*** Data extracts
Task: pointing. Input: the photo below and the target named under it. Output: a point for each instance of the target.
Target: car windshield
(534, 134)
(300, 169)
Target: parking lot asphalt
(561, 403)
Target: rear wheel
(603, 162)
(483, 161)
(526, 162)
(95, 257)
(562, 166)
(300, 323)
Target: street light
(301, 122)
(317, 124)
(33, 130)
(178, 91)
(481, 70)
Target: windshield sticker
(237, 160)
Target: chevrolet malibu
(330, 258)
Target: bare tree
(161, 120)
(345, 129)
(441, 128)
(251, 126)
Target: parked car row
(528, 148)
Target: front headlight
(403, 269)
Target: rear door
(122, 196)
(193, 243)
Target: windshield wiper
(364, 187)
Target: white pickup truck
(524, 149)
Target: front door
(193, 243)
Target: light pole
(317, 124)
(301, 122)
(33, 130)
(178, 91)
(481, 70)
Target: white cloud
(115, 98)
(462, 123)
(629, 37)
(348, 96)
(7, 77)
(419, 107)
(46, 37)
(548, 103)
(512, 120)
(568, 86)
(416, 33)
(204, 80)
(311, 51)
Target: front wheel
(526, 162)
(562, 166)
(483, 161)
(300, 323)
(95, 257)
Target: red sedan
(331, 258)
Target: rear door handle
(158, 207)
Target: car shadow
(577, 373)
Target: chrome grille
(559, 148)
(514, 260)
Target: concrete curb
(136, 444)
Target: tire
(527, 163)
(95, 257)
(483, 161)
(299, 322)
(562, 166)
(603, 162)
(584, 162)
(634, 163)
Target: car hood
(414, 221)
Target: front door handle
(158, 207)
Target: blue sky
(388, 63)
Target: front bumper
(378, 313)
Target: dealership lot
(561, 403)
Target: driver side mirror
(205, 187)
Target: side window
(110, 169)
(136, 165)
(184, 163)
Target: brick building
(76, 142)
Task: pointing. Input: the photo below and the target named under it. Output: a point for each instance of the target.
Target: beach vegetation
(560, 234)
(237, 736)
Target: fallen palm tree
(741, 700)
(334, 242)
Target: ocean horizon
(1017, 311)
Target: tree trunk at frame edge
******
* _Work to complete_
From the records above, please extract every line and repeat it exactly.

* _Written response_
Task: pointing. Input: the photo below and the target named under it. Output: a point for each instance of the target.
Target: car windshield
(534, 134)
(300, 169)
Target: parking lot asphalt
(561, 403)
Target: rear wheel
(603, 162)
(483, 161)
(526, 162)
(95, 257)
(562, 166)
(300, 323)
Target: street light
(301, 122)
(317, 124)
(33, 130)
(178, 91)
(481, 70)
Target: windshield sticker
(237, 160)
Target: chevrolet malibu
(330, 258)
Target: bare tree
(161, 120)
(345, 129)
(441, 128)
(251, 126)
Target: parked car row
(528, 148)
Target: front headlight
(403, 269)
Target: rear door
(122, 196)
(193, 243)
Target: windshield wiper
(364, 187)
Target: white pickup truck
(524, 149)
Target: front door
(193, 243)
Target: light pole
(317, 124)
(301, 122)
(33, 130)
(178, 91)
(481, 70)
Target: white cloud
(115, 98)
(462, 123)
(629, 37)
(348, 96)
(7, 77)
(419, 107)
(46, 37)
(548, 103)
(512, 120)
(568, 86)
(416, 33)
(204, 80)
(311, 51)
Target: front wheel
(526, 162)
(562, 166)
(483, 161)
(300, 323)
(95, 257)
Target: red sedan
(331, 258)
Target: rear door handle
(158, 207)
Target: car shadow
(577, 373)
Target: chrome grille
(559, 148)
(514, 260)
Target: concrete curb
(136, 444)
Target: tire
(527, 163)
(95, 257)
(483, 161)
(299, 322)
(562, 166)
(603, 162)
(584, 162)
(634, 163)
Target: car hood
(414, 221)
Target: front door handle
(158, 207)
Target: blue sky
(388, 63)
Target: front bumper
(378, 313)
Target: dealership lot
(561, 403)
Target: driver side mirror
(205, 187)
Target: side window
(110, 169)
(136, 165)
(184, 163)
Target: brick building
(76, 142)
Task: pointing. Input: the photo below and the target named under it. Output: a point for each instance of the target.
Target: beach vegetation
(560, 234)
(237, 736)
Target: fallen palm tree
(741, 700)
(334, 242)
Target: ocean horizon
(1017, 311)
Target: tree trunk at frame edge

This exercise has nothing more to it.